— begin DATA TO PROCESS —
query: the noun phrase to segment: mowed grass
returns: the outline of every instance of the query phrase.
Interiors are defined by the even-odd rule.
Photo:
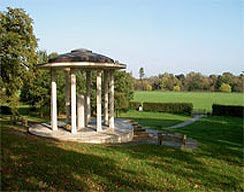
[[[137,91],[135,101],[190,102],[196,110],[212,110],[212,104],[244,105],[243,93]]]
[[[187,115],[136,110],[129,110],[127,112],[120,113],[120,117],[133,119],[144,127],[149,127],[153,129],[170,127],[175,124],[190,120],[192,118],[191,116]]]
[[[198,149],[58,142],[2,119],[1,191],[244,190],[243,119],[206,117],[176,131]]]

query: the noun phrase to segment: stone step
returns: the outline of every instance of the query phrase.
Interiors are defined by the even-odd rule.
[[[145,132],[146,131],[146,129],[134,129],[134,132]]]
[[[134,134],[134,137],[149,137],[148,133],[139,133],[139,134]]]

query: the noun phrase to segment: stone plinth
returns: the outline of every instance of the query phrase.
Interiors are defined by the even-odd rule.
[[[53,131],[50,124],[40,123],[32,124],[29,133],[45,138],[52,138],[60,141],[74,141],[79,143],[125,143],[132,141],[134,133],[133,127],[128,120],[116,119],[115,128],[111,129],[103,126],[103,130],[96,131],[96,124],[92,122],[89,127],[78,129],[76,134],[62,128],[65,127],[64,122],[58,122],[59,129]]]

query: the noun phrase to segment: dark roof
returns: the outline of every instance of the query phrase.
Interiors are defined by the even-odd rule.
[[[87,49],[75,49],[70,53],[61,54],[48,60],[48,63],[63,62],[114,63],[114,60],[104,55],[93,53]]]

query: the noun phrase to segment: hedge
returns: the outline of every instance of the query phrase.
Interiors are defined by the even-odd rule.
[[[140,101],[130,101],[129,102],[129,109],[137,110],[140,105],[142,105],[142,103]]]
[[[157,102],[144,102],[144,111],[159,111],[168,113],[186,113],[191,114],[193,110],[192,103],[157,103]]]
[[[213,104],[212,114],[218,116],[243,117],[244,106]]]

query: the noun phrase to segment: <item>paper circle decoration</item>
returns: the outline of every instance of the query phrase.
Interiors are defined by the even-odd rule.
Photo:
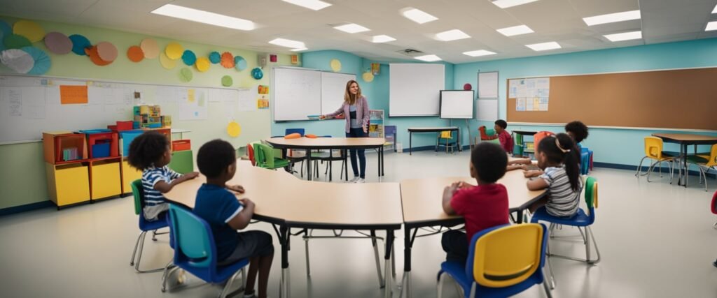
[[[219,63],[219,61],[222,61],[222,54],[220,54],[218,51],[212,51],[212,53],[209,53],[209,61],[214,64]]]
[[[49,70],[51,61],[49,56],[45,54],[44,51],[34,46],[25,46],[22,49],[29,54],[35,61],[34,65],[32,66],[32,69],[27,72],[28,74],[41,75],[44,74],[44,73]]]
[[[0,53],[0,62],[20,74],[27,74],[35,61],[27,52],[19,49],[9,49]]]
[[[62,55],[72,50],[72,41],[67,35],[60,32],[50,32],[45,35],[45,46],[49,51]]]
[[[167,58],[172,60],[181,58],[183,51],[184,51],[184,48],[176,42],[170,42],[167,45],[167,48],[164,49],[164,54],[167,55]]]
[[[234,57],[234,66],[239,71],[244,70],[247,69],[247,60],[241,56]]]
[[[196,62],[196,55],[194,54],[194,51],[189,50],[184,51],[181,54],[181,61],[186,66],[191,66],[194,65],[194,62]]]
[[[40,25],[32,21],[18,21],[12,25],[13,33],[22,35],[30,40],[30,42],[36,42],[42,40],[44,37],[44,30]]]
[[[72,41],[72,53],[80,56],[85,56],[85,49],[92,46],[90,40],[80,34],[72,34],[70,36],[70,40]]]
[[[164,67],[165,69],[172,69],[177,66],[177,61],[172,60],[167,56],[163,52],[159,54],[159,64]]]
[[[130,46],[127,49],[127,58],[129,58],[130,61],[133,62],[139,62],[144,59],[144,51],[139,46]]]
[[[194,63],[194,66],[196,67],[196,70],[201,72],[205,72],[209,70],[209,65],[212,65],[209,63],[209,59],[204,57],[197,59],[196,62]]]
[[[224,76],[222,77],[222,86],[228,87],[234,84],[234,80],[229,76]]]
[[[341,61],[338,59],[331,59],[331,70],[338,71],[341,70]]]
[[[144,58],[153,59],[157,58],[157,56],[159,56],[159,46],[157,46],[157,41],[154,39],[142,39],[142,42],[139,44],[139,47],[142,49],[142,52],[144,53]]]
[[[21,49],[25,46],[32,46],[29,39],[22,35],[7,34],[3,36],[5,49]]]

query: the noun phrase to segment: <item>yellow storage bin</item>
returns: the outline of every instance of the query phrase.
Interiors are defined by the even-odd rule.
[[[118,196],[122,192],[119,159],[92,162],[90,167],[92,199]]]

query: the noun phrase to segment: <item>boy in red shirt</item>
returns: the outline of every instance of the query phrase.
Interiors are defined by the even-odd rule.
[[[448,261],[465,262],[473,235],[483,229],[508,224],[508,190],[495,183],[505,174],[508,155],[500,146],[480,143],[470,152],[470,177],[478,186],[455,182],[443,190],[443,211],[465,219],[465,232],[443,233],[441,244]]]

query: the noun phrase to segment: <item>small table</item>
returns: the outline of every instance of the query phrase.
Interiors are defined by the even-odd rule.
[[[441,131],[457,131],[458,132],[458,151],[463,151],[462,148],[460,146],[460,129],[458,126],[445,126],[445,127],[409,127],[408,129],[408,154],[412,155],[413,153],[411,148],[412,146],[413,141],[413,134],[414,133],[421,133],[421,132],[441,132]]]

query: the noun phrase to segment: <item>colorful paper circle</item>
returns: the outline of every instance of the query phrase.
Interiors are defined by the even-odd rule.
[[[72,53],[80,56],[85,56],[85,49],[92,46],[90,40],[80,34],[72,34],[70,36],[70,40],[72,41]]]
[[[32,46],[30,40],[22,35],[7,34],[3,36],[2,41],[5,44],[5,49],[22,49],[25,46]]]
[[[22,35],[30,40],[30,42],[39,41],[44,37],[44,29],[32,21],[18,21],[12,25],[13,33]]]
[[[49,51],[64,55],[72,51],[72,41],[67,35],[60,32],[50,32],[45,35],[45,46]]]
[[[228,87],[234,84],[234,80],[229,76],[224,76],[222,77],[222,86]]]
[[[127,58],[133,62],[139,62],[144,59],[144,51],[142,48],[137,46],[130,46],[127,49]]]
[[[177,61],[172,60],[167,56],[163,52],[159,54],[159,64],[164,67],[165,69],[172,69],[177,66]]]
[[[170,42],[167,45],[166,49],[164,49],[164,54],[167,55],[167,58],[172,60],[176,60],[181,57],[182,52],[184,51],[184,48],[181,46],[181,44],[177,44],[176,42]]]
[[[144,53],[144,58],[153,59],[157,58],[157,56],[159,56],[159,46],[157,46],[157,41],[154,39],[142,39],[142,42],[139,44],[139,47],[142,49],[142,52]]]
[[[34,65],[32,66],[32,69],[27,72],[27,74],[41,75],[44,74],[49,70],[49,66],[52,64],[49,56],[47,56],[47,54],[44,51],[34,46],[25,46],[22,49],[29,54],[35,61]]]

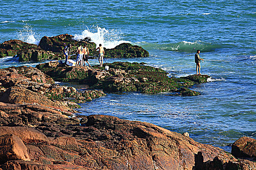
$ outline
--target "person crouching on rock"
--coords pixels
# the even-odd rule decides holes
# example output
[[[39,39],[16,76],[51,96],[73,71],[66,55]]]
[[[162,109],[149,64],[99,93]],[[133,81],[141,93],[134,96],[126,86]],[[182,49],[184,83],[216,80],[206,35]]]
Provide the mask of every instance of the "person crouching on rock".
[[[100,44],[99,46],[100,47],[98,47],[96,51],[99,50],[99,57],[98,58],[98,59],[100,62],[101,67],[102,67],[103,66],[103,57],[105,54],[105,51],[104,51],[104,49],[103,49],[103,47],[101,46],[101,44]]]
[[[196,53],[194,54],[194,62],[196,64],[196,74],[198,74],[198,71],[199,71],[199,74],[201,75],[201,73],[200,72],[200,69],[201,69],[201,66],[200,65],[200,60],[204,60],[202,58],[200,58],[199,57],[199,53],[200,53],[200,50],[197,50],[197,51],[196,51]]]
[[[89,65],[89,66],[91,67],[90,63],[88,62],[88,56],[89,56],[89,49],[85,44],[84,45],[84,57],[83,58],[83,64],[85,66],[85,61]]]
[[[76,59],[76,66],[77,65],[82,66],[82,59],[83,56],[84,55],[84,49],[82,46],[82,45],[80,45],[79,47],[77,48],[77,58]]]
[[[66,59],[65,60],[65,64],[66,64],[66,62],[67,62],[67,59],[68,59],[68,52],[69,52],[69,49],[71,48],[71,44],[68,44],[67,46],[66,46],[65,48],[64,48],[64,55],[65,55],[65,57],[66,57]]]

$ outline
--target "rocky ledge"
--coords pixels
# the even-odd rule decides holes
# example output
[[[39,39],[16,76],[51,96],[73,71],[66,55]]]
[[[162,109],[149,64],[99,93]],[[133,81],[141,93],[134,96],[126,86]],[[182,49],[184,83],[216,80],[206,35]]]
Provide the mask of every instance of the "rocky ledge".
[[[12,104],[35,104],[54,108],[68,115],[72,108],[106,95],[102,91],[83,93],[75,88],[54,84],[54,81],[36,68],[26,66],[0,69],[0,102]]]
[[[255,170],[212,146],[153,124],[103,115],[69,118],[0,102],[0,170]]]
[[[195,96],[200,94],[188,88],[195,84],[206,83],[209,76],[194,75],[170,78],[168,73],[145,63],[114,62],[105,67],[67,67],[58,62],[41,64],[36,68],[61,82],[79,82],[90,89],[103,89],[105,92],[140,91],[153,94],[172,92],[171,95]],[[106,64],[104,64],[104,66]]]
[[[89,49],[90,56],[97,56],[96,45],[86,37],[77,41],[74,36],[68,34],[60,34],[53,37],[43,36],[38,46],[22,42],[19,40],[6,41],[0,44],[0,58],[17,55],[21,62],[38,61],[43,59],[61,60],[64,59],[63,50],[67,44],[71,44],[71,53],[75,54],[80,45],[86,45]],[[105,48],[105,58],[145,57],[149,56],[149,52],[141,47],[133,46],[129,43],[123,43],[113,49]],[[76,59],[76,55],[71,55]]]

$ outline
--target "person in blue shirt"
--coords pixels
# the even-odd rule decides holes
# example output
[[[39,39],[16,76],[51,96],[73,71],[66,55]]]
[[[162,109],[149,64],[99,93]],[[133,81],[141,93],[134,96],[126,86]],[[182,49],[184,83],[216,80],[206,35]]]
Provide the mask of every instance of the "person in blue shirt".
[[[65,55],[65,57],[66,57],[66,59],[65,60],[65,64],[66,64],[67,59],[68,59],[68,52],[69,52],[69,49],[71,49],[71,44],[68,44],[67,46],[66,46],[65,48],[64,48],[64,55]]]

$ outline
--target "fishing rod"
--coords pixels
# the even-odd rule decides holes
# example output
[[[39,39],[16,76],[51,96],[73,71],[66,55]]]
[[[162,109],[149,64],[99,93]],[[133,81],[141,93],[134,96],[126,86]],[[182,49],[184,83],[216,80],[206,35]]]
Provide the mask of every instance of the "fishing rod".
[[[206,59],[204,59],[204,60],[206,60],[206,61],[225,61],[225,62],[230,62],[229,61],[217,60],[206,60]],[[204,61],[204,60],[203,60],[203,61]]]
— end DATA TO PROCESS —
Please repeat everything from the line that contains "query: the noun phrase to segment: hedge" down to the line that contains "[[[213,104],[212,114],[218,116],[243,117],[244,106]]]", both of those lines included.

◆ **WRITTEN RESPONSE**:
query: the noun phrase to segment: hedge
returns: the outline of every instance of the query phrase.
Interiors are defined by the even-odd rule.
[[[140,101],[130,101],[129,102],[129,109],[137,110],[140,105],[142,105],[142,103]]]
[[[157,102],[144,102],[144,111],[159,111],[168,113],[186,113],[191,114],[193,110],[192,103],[157,103]]]
[[[213,104],[212,114],[218,116],[243,117],[244,106]]]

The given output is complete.